>> Begin Given entries
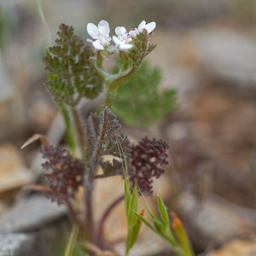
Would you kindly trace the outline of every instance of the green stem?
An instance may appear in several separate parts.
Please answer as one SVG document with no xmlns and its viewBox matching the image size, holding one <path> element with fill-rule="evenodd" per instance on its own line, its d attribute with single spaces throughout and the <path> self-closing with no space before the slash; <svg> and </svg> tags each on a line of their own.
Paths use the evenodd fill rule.
<svg viewBox="0 0 256 256">
<path fill-rule="evenodd" d="M 79 138 L 79 143 L 83 159 L 84 159 L 84 131 L 83 131 L 80 117 L 75 108 L 72 108 L 72 115 L 73 115 L 74 125 L 75 125 L 78 138 Z"/>
<path fill-rule="evenodd" d="M 65 123 L 67 143 L 70 148 L 72 154 L 75 155 L 76 137 L 73 132 L 73 128 L 72 126 L 72 124 L 70 122 L 70 117 L 69 117 L 69 113 L 68 113 L 67 108 L 64 104 L 61 104 L 61 103 L 59 103 L 58 107 L 61 110 L 61 113 L 62 114 L 64 123 Z"/>
</svg>

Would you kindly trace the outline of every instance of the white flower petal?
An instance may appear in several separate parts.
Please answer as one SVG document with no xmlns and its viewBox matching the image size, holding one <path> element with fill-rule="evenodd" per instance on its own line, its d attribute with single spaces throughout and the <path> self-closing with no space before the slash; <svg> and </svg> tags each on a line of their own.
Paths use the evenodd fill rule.
<svg viewBox="0 0 256 256">
<path fill-rule="evenodd" d="M 101 43 L 98 40 L 93 42 L 92 45 L 97 49 L 104 49 L 104 47 L 101 44 Z"/>
<path fill-rule="evenodd" d="M 116 44 L 122 44 L 122 42 L 116 36 L 113 36 L 113 41 Z"/>
<path fill-rule="evenodd" d="M 137 29 L 141 30 L 143 28 L 144 28 L 146 26 L 146 21 L 145 20 L 143 20 L 140 25 L 138 26 Z"/>
<path fill-rule="evenodd" d="M 132 48 L 132 44 L 121 44 L 119 48 L 122 49 L 131 49 Z"/>
<path fill-rule="evenodd" d="M 156 23 L 154 21 L 151 21 L 145 26 L 145 28 L 148 31 L 148 34 L 151 33 L 155 28 Z"/>
<path fill-rule="evenodd" d="M 100 32 L 104 35 L 109 35 L 110 32 L 110 28 L 109 28 L 109 24 L 106 20 L 101 20 L 99 22 L 98 27 L 100 29 Z"/>
<path fill-rule="evenodd" d="M 114 32 L 118 37 L 123 36 L 126 33 L 126 28 L 125 26 L 117 26 Z"/>
<path fill-rule="evenodd" d="M 87 24 L 87 32 L 93 39 L 97 39 L 100 36 L 99 28 L 93 23 Z"/>
</svg>

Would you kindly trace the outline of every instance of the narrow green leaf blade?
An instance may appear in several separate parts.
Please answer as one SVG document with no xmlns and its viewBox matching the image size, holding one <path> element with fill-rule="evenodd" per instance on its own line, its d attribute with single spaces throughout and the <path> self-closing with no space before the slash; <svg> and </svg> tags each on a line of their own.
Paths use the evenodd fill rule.
<svg viewBox="0 0 256 256">
<path fill-rule="evenodd" d="M 162 198 L 160 195 L 158 195 L 157 201 L 158 201 L 158 209 L 159 209 L 159 212 L 161 215 L 161 218 L 162 218 L 165 224 L 167 227 L 169 227 L 170 219 L 169 219 L 168 212 L 167 212 L 167 210 L 166 210 L 166 207 L 165 206 L 165 203 L 164 203 Z"/>
</svg>

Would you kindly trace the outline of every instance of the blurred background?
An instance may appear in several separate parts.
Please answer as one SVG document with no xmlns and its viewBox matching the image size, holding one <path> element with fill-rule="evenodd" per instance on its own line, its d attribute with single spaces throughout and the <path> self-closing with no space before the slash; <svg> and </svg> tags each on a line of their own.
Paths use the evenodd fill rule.
<svg viewBox="0 0 256 256">
<path fill-rule="evenodd" d="M 27 166 L 38 144 L 22 152 L 20 145 L 47 134 L 56 118 L 44 87 L 45 47 L 62 22 L 85 39 L 86 24 L 101 20 L 111 34 L 117 26 L 157 23 L 148 60 L 161 71 L 161 88 L 177 90 L 175 110 L 154 128 L 172 145 L 163 193 L 195 251 L 256 255 L 255 0 L 2 0 L 0 214 L 33 180 Z M 136 138 L 145 134 L 125 129 Z"/>
</svg>

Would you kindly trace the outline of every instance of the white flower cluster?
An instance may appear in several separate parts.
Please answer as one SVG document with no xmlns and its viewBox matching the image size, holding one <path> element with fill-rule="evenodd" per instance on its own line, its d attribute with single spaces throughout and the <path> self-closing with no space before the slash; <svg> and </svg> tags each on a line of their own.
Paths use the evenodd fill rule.
<svg viewBox="0 0 256 256">
<path fill-rule="evenodd" d="M 117 26 L 114 30 L 116 36 L 113 36 L 111 38 L 109 36 L 110 28 L 109 24 L 106 20 L 101 20 L 98 26 L 93 23 L 87 24 L 88 34 L 95 39 L 87 39 L 88 42 L 91 43 L 95 49 L 102 50 L 107 49 L 108 53 L 113 53 L 118 49 L 129 49 L 133 47 L 132 41 L 137 38 L 137 36 L 146 29 L 148 34 L 151 33 L 155 28 L 155 22 L 152 21 L 146 23 L 143 20 L 137 28 L 131 30 L 127 32 L 125 26 Z M 111 41 L 113 41 L 114 45 L 111 44 Z"/>
</svg>

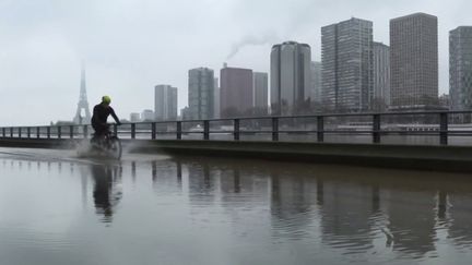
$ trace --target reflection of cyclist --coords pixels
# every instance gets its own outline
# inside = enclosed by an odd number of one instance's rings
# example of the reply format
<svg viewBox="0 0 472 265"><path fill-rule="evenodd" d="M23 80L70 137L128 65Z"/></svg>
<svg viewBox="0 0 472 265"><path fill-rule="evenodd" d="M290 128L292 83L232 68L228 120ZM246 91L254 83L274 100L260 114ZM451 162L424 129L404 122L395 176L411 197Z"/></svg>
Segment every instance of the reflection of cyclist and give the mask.
<svg viewBox="0 0 472 265"><path fill-rule="evenodd" d="M110 97L103 96L102 103L94 107L92 127L95 130L95 136L103 136L108 133L107 119L110 115L118 125L121 124L118 117L115 115L115 110L109 106L110 103Z"/></svg>
<svg viewBox="0 0 472 265"><path fill-rule="evenodd" d="M96 213L104 216L105 222L110 222L114 207L122 197L122 192L117 186L119 176L113 168L103 165L94 165L91 169L94 180L93 198Z"/></svg>

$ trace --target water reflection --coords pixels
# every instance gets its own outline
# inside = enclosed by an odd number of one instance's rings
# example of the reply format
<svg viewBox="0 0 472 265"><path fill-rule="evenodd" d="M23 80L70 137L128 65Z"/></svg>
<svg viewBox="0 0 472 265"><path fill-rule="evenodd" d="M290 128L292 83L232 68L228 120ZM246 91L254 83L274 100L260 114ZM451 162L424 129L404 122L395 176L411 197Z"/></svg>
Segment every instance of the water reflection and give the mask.
<svg viewBox="0 0 472 265"><path fill-rule="evenodd" d="M239 256L266 261L267 251L280 255L279 264L299 261L314 264L317 257L353 264L385 263L397 257L405 258L405 263L436 258L437 264L445 264L440 260L442 255L461 254L459 263L472 257L469 254L472 181L468 176L191 157L130 159L122 165L3 158L0 168L0 189L3 186L0 209L7 213L0 218L3 238L5 226L23 221L21 218L4 221L14 216L8 214L9 207L17 215L10 204L2 204L16 198L7 197L4 186L17 182L16 186L24 186L25 194L56 196L48 190L52 178L45 178L56 176L56 188L63 185L59 190L76 193L61 194L67 198L61 202L62 206L74 205L76 197L80 210L88 212L94 220L98 216L103 222L115 221L110 229L127 230L127 237L134 236L133 242L148 238L150 244L157 242L160 248L165 248L167 242L176 242L176 246L190 240L186 246L190 253L196 242L209 243L210 253L223 253L224 257L214 260L216 264L246 264ZM22 178L28 185L21 182ZM57 201L46 200L44 205ZM22 204L22 213L36 208L35 202L26 202ZM44 212L49 208L55 207L45 207ZM83 221L80 210L71 214L73 221L64 221L64 227L86 227L70 225ZM37 216L42 210L34 213ZM54 214L47 216L60 216ZM117 214L120 220L122 217L127 221L117 222ZM144 215L146 218L141 218ZM58 222L51 227L60 227ZM118 236L110 241L122 236L119 231L114 230ZM4 245L0 242L0 246ZM290 260L291 255L303 258ZM175 263L185 264L181 260Z"/></svg>
<svg viewBox="0 0 472 265"><path fill-rule="evenodd" d="M363 253L374 248L378 191L355 183L326 182L320 207L321 238L327 244Z"/></svg>
<svg viewBox="0 0 472 265"><path fill-rule="evenodd" d="M117 166L91 166L94 205L96 213L103 215L104 222L113 221L114 208L122 197L121 172Z"/></svg>
<svg viewBox="0 0 472 265"><path fill-rule="evenodd" d="M400 191L390 193L388 228L393 236L393 250L424 256L435 251L436 192Z"/></svg>
<svg viewBox="0 0 472 265"><path fill-rule="evenodd" d="M472 194L449 194L449 238L456 245L472 248Z"/></svg>

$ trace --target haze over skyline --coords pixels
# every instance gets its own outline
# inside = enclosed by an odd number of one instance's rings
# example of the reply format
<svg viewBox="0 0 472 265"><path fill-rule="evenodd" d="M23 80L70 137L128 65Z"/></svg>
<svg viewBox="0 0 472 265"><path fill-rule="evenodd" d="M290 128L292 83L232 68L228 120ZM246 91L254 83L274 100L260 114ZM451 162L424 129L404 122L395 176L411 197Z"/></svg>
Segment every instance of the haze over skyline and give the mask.
<svg viewBox="0 0 472 265"><path fill-rule="evenodd" d="M342 0L0 0L0 124L71 120L86 64L91 108L102 95L118 116L153 109L154 86L177 87L187 105L188 70L229 67L269 72L285 40L311 46L320 60L322 26L351 16L374 22L389 45L389 21L415 12L438 16L439 93L448 93L448 34L472 25L472 3Z"/></svg>

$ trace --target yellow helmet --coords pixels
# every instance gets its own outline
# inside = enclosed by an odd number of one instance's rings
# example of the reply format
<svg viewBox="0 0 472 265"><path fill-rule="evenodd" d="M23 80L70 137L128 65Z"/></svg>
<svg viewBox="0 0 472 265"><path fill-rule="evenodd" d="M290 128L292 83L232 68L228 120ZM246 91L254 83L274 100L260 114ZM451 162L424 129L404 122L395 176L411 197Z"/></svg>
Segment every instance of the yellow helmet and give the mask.
<svg viewBox="0 0 472 265"><path fill-rule="evenodd" d="M103 96L102 97L102 103L109 105L111 103L111 98L108 96Z"/></svg>

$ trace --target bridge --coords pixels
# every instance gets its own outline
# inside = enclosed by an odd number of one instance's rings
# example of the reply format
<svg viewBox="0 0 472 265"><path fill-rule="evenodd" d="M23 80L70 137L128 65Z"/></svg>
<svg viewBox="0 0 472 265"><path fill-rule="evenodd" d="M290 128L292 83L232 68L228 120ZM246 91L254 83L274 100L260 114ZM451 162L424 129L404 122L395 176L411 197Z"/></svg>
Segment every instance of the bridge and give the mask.
<svg viewBox="0 0 472 265"><path fill-rule="evenodd" d="M7 264L448 264L450 256L468 264L468 115L127 123L113 127L128 150L119 161L76 156L90 125L0 128L0 256Z"/></svg>
<svg viewBox="0 0 472 265"><path fill-rule="evenodd" d="M472 170L472 111L326 113L113 125L129 152ZM469 123L464 120L469 119ZM0 146L74 148L90 125L0 128Z"/></svg>

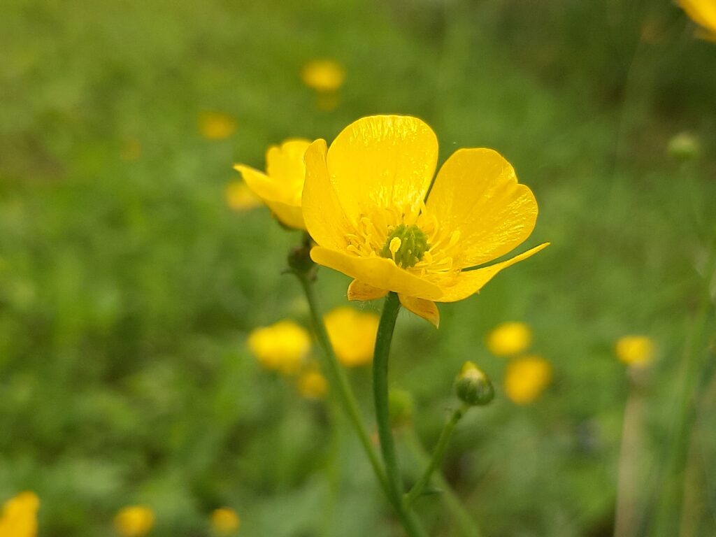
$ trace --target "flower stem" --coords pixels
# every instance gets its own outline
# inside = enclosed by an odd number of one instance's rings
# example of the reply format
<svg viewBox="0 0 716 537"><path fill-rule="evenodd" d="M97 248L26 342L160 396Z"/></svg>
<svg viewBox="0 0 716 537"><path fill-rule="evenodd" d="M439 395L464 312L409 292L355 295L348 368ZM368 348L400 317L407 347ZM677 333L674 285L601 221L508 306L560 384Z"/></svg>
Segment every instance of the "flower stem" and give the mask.
<svg viewBox="0 0 716 537"><path fill-rule="evenodd" d="M393 503L402 522L405 531L410 537L423 537L425 532L420 526L415 514L403 500L403 485L400 478L393 433L390 427L390 413L388 404L388 357L390 342L400 301L395 293L388 293L383 305L383 313L378 325L375 338L375 352L373 354L373 400L375 403L375 417L380 439L380 451L385 464L385 473L388 485L389 498Z"/></svg>
<svg viewBox="0 0 716 537"><path fill-rule="evenodd" d="M445 448L448 447L450 438L453 435L453 430L455 429L455 426L468 408L468 405L463 405L460 408L455 409L455 412L453 412L453 415L450 416L450 420L448 420L445 427L442 427L440 438L437 439L437 445L435 446L435 450L432 453L432 457L430 458L430 462L425 468L425 471L412 486L412 488L405 495L405 505L412 505L412 503L420 498L425 486L430 482L432 473L435 471L435 468L440 466L440 463L442 462Z"/></svg>
<svg viewBox="0 0 716 537"><path fill-rule="evenodd" d="M403 430L403 440L410 450L412 458L417 464L425 466L429 464L430 455L422 447L417 435L412 427ZM450 486L450 484L445 480L445 478L438 472L432 480L442 490L442 500L445 503L448 510L453 516L453 520L460 528L461 533L465 537L482 537L482 531L477 522L473 518L472 515L468 511L465 505L460 501L460 498Z"/></svg>
<svg viewBox="0 0 716 537"><path fill-rule="evenodd" d="M333 350L333 346L328 337L328 332L326 332L326 326L323 322L323 316L318 306L318 301L316 299L316 293L313 287L313 281L309 274L304 272L294 271L294 274L301 282L301 286L304 289L306 294L306 299L309 304L309 309L311 311L311 317L314 323L316 331L316 337L318 339L319 344L323 348L324 365L328 370L329 375L332 377L332 386L335 387L338 393L338 397L343 407L344 411L348 415L348 418L358 435L361 445L365 451L370 462L370 465L373 468L378 481L385 493L390 498L390 491L388 483L385 478L385 473L380 464L380 460L377 454L373 449L371 444L370 437L368 436L368 431L363 418L361 417L360 410L358 408L358 402L356 400L353 390L351 389L348 379L346 377L345 372L338 363L336 354Z"/></svg>

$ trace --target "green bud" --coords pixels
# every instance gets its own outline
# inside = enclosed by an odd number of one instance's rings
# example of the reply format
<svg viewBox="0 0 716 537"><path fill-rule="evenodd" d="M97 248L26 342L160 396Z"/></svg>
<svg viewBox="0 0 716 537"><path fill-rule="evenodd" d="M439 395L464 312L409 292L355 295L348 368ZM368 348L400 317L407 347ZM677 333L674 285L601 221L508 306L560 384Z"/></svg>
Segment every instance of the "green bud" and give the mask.
<svg viewBox="0 0 716 537"><path fill-rule="evenodd" d="M701 142L691 132L679 132L669 140L669 155L677 160L692 160L701 153Z"/></svg>
<svg viewBox="0 0 716 537"><path fill-rule="evenodd" d="M455 389L460 400L472 406L487 405L495 397L495 389L490 379L472 362L463 364L455 379Z"/></svg>
<svg viewBox="0 0 716 537"><path fill-rule="evenodd" d="M390 413L390 425L400 427L412 420L414 407L412 395L405 390L391 390L388 393L388 412Z"/></svg>

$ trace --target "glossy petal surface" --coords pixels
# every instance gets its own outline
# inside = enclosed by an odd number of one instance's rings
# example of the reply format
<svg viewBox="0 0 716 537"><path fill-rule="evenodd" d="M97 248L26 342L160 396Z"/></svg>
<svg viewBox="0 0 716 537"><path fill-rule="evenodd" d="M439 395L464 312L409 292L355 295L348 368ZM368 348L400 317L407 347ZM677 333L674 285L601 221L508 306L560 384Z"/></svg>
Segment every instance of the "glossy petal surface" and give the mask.
<svg viewBox="0 0 716 537"><path fill-rule="evenodd" d="M387 289L381 289L359 280L353 280L348 286L349 300L375 300L388 294Z"/></svg>
<svg viewBox="0 0 716 537"><path fill-rule="evenodd" d="M438 301L455 302L477 293L485 284L494 278L500 271L514 265L516 263L524 261L527 258L533 256L540 250L546 248L548 245L549 243L544 243L501 263L495 263L494 265L477 268L474 271L461 272L460 276L458 276L457 283L450 287L445 288L444 289L445 294Z"/></svg>
<svg viewBox="0 0 716 537"><path fill-rule="evenodd" d="M342 272L374 287L383 287L397 293L431 300L436 300L442 294L440 288L435 284L404 271L384 257L357 257L316 246L311 251L311 258L319 265Z"/></svg>
<svg viewBox="0 0 716 537"><path fill-rule="evenodd" d="M425 218L459 233L453 256L460 268L507 253L532 233L537 202L515 170L490 149L460 149L437 173ZM444 233L445 235L445 233Z"/></svg>
<svg viewBox="0 0 716 537"><path fill-rule="evenodd" d="M306 228L322 246L343 251L350 225L328 173L326 142L316 140L306 150L306 184L301 201Z"/></svg>
<svg viewBox="0 0 716 537"><path fill-rule="evenodd" d="M354 122L328 150L331 181L349 219L375 208L416 216L437 160L437 139L409 116L371 116Z"/></svg>

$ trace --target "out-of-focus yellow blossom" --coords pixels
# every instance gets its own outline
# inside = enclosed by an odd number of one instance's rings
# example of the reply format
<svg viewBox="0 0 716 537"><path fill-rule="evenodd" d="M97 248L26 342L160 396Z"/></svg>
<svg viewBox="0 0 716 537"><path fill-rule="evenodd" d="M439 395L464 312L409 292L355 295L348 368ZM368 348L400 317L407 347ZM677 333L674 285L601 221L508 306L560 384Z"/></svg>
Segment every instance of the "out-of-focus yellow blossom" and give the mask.
<svg viewBox="0 0 716 537"><path fill-rule="evenodd" d="M29 491L6 501L0 511L0 537L35 537L39 507L37 495Z"/></svg>
<svg viewBox="0 0 716 537"><path fill-rule="evenodd" d="M334 92L343 85L346 70L332 59L314 59L301 69L304 84L317 92Z"/></svg>
<svg viewBox="0 0 716 537"><path fill-rule="evenodd" d="M248 211L261 205L261 200L243 181L231 181L226 185L226 203L234 211Z"/></svg>
<svg viewBox="0 0 716 537"><path fill-rule="evenodd" d="M306 399L323 399L328 392L328 382L319 372L306 371L299 377L296 387L299 393Z"/></svg>
<svg viewBox="0 0 716 537"><path fill-rule="evenodd" d="M229 535L238 531L241 521L236 511L228 507L211 512L211 529L217 535Z"/></svg>
<svg viewBox="0 0 716 537"><path fill-rule="evenodd" d="M120 152L120 158L122 160L136 160L142 156L142 145L136 138L130 138L125 141Z"/></svg>
<svg viewBox="0 0 716 537"><path fill-rule="evenodd" d="M248 347L267 369L295 374L311 349L311 337L292 321L279 321L248 334Z"/></svg>
<svg viewBox="0 0 716 537"><path fill-rule="evenodd" d="M679 132L669 140L667 151L677 160L691 160L701 153L701 140L691 132Z"/></svg>
<svg viewBox="0 0 716 537"><path fill-rule="evenodd" d="M226 140L236 130L236 120L221 112L199 114L199 132L207 140Z"/></svg>
<svg viewBox="0 0 716 537"><path fill-rule="evenodd" d="M514 356L524 352L532 344L532 331L524 323L502 323L488 334L486 342L495 356Z"/></svg>
<svg viewBox="0 0 716 537"><path fill-rule="evenodd" d="M505 371L505 393L517 405L528 405L552 379L552 366L544 358L524 356L511 361Z"/></svg>
<svg viewBox="0 0 716 537"><path fill-rule="evenodd" d="M154 527L154 511L147 505L128 505L115 516L115 529L122 537L142 537Z"/></svg>
<svg viewBox="0 0 716 537"><path fill-rule="evenodd" d="M474 270L529 236L532 192L489 149L461 149L442 165L427 202L437 140L416 117L364 117L306 151L303 208L319 265L354 279L349 300L397 293L402 305L437 326L435 302L478 292L503 268L537 253Z"/></svg>
<svg viewBox="0 0 716 537"><path fill-rule="evenodd" d="M372 362L378 332L377 315L344 306L330 311L324 320L331 344L342 364L354 367Z"/></svg>
<svg viewBox="0 0 716 537"><path fill-rule="evenodd" d="M654 360L654 342L646 336L624 336L616 340L614 352L624 363L635 367L648 365Z"/></svg>
<svg viewBox="0 0 716 537"><path fill-rule="evenodd" d="M306 176L304 154L310 145L308 140L292 138L271 146L266 151L266 173L243 164L233 167L253 193L289 228L306 229L301 196Z"/></svg>
<svg viewBox="0 0 716 537"><path fill-rule="evenodd" d="M716 1L714 0L679 0L679 5L692 20L703 29L700 37L716 41Z"/></svg>

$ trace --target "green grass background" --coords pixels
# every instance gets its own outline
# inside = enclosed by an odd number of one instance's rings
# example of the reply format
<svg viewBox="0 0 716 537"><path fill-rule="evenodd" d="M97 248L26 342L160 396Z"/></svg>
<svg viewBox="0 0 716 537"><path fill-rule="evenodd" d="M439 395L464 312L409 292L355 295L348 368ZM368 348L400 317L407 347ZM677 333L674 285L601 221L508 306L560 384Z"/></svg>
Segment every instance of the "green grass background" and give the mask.
<svg viewBox="0 0 716 537"><path fill-rule="evenodd" d="M498 385L444 465L484 534L611 535L630 390L613 346L629 333L658 346L637 535L716 534L716 44L694 29L647 0L4 0L0 500L37 491L47 537L112 535L135 503L157 537L208 535L225 505L246 536L400 535L335 410L248 354L255 326L309 326L281 275L300 236L232 212L223 190L271 143L404 113L434 128L441 160L505 155L540 204L525 247L552 243L441 306L437 331L399 318L391 382L427 446L464 360ZM347 72L331 112L299 76L322 57ZM203 139L203 110L236 134ZM684 130L702 144L685 163L666 150ZM141 156L122 160L133 139ZM326 309L347 283L320 271ZM508 320L555 370L526 407L484 345ZM369 374L351 377L369 420ZM439 498L420 501L432 535L460 535Z"/></svg>

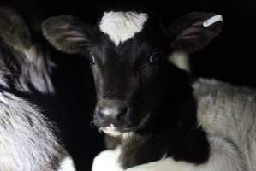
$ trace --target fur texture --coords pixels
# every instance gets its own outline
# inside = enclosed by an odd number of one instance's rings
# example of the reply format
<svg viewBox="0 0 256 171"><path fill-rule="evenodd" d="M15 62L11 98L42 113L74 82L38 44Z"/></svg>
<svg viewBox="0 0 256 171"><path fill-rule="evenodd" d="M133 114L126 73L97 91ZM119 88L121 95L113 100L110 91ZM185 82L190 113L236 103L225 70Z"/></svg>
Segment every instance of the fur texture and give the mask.
<svg viewBox="0 0 256 171"><path fill-rule="evenodd" d="M51 61L16 12L0 8L0 170L74 171L57 127L19 97L54 92ZM65 157L71 167L62 165Z"/></svg>
<svg viewBox="0 0 256 171"><path fill-rule="evenodd" d="M140 32L148 15L136 12L105 12L99 23L101 32L110 36L117 46Z"/></svg>

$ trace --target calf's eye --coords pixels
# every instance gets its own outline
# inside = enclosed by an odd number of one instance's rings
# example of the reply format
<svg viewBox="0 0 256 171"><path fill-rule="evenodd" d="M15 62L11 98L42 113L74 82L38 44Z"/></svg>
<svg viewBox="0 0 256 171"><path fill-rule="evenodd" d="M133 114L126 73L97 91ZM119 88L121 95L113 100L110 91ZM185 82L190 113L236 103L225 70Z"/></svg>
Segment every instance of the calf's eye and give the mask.
<svg viewBox="0 0 256 171"><path fill-rule="evenodd" d="M90 53L90 62L91 62L92 64L95 63L95 57L91 53Z"/></svg>
<svg viewBox="0 0 256 171"><path fill-rule="evenodd" d="M149 58L149 62L151 63L157 63L158 62L158 56L157 53L153 53L150 58Z"/></svg>

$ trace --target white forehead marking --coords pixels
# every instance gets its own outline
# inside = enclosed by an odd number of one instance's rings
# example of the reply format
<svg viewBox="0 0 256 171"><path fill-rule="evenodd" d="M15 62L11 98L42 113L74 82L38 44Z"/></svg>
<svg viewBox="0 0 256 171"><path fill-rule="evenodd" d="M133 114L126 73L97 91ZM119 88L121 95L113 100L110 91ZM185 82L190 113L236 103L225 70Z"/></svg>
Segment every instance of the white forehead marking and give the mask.
<svg viewBox="0 0 256 171"><path fill-rule="evenodd" d="M148 15L136 12L105 12L99 23L100 31L110 36L117 46L140 32Z"/></svg>

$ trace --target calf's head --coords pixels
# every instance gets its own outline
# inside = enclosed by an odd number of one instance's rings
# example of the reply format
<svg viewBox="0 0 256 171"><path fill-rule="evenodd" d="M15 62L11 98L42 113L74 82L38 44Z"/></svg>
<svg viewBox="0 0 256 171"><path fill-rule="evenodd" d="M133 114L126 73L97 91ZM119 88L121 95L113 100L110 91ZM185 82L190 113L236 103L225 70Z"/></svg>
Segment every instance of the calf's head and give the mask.
<svg viewBox="0 0 256 171"><path fill-rule="evenodd" d="M164 27L150 14L110 11L93 27L71 15L51 17L43 33L59 50L88 56L98 100L94 122L117 136L169 108L164 101L180 79L168 55L200 50L221 27L215 14L190 13Z"/></svg>

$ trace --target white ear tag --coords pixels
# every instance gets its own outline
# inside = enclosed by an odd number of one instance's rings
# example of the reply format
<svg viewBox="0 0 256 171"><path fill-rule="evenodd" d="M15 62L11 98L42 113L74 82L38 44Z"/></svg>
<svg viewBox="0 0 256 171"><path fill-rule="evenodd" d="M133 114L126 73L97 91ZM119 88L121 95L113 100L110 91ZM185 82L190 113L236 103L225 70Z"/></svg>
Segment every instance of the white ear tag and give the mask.
<svg viewBox="0 0 256 171"><path fill-rule="evenodd" d="M207 21L205 21L204 23L203 23L203 26L204 27L209 27L219 21L223 21L223 18L221 15L216 15L212 17L211 17L210 19L208 19Z"/></svg>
>> End Given entries
What to do. Count the lines in the records above that contain the string "bridge", treating uppercase and lowercase as different. Reply with the number alone.

Output for this exercise. 2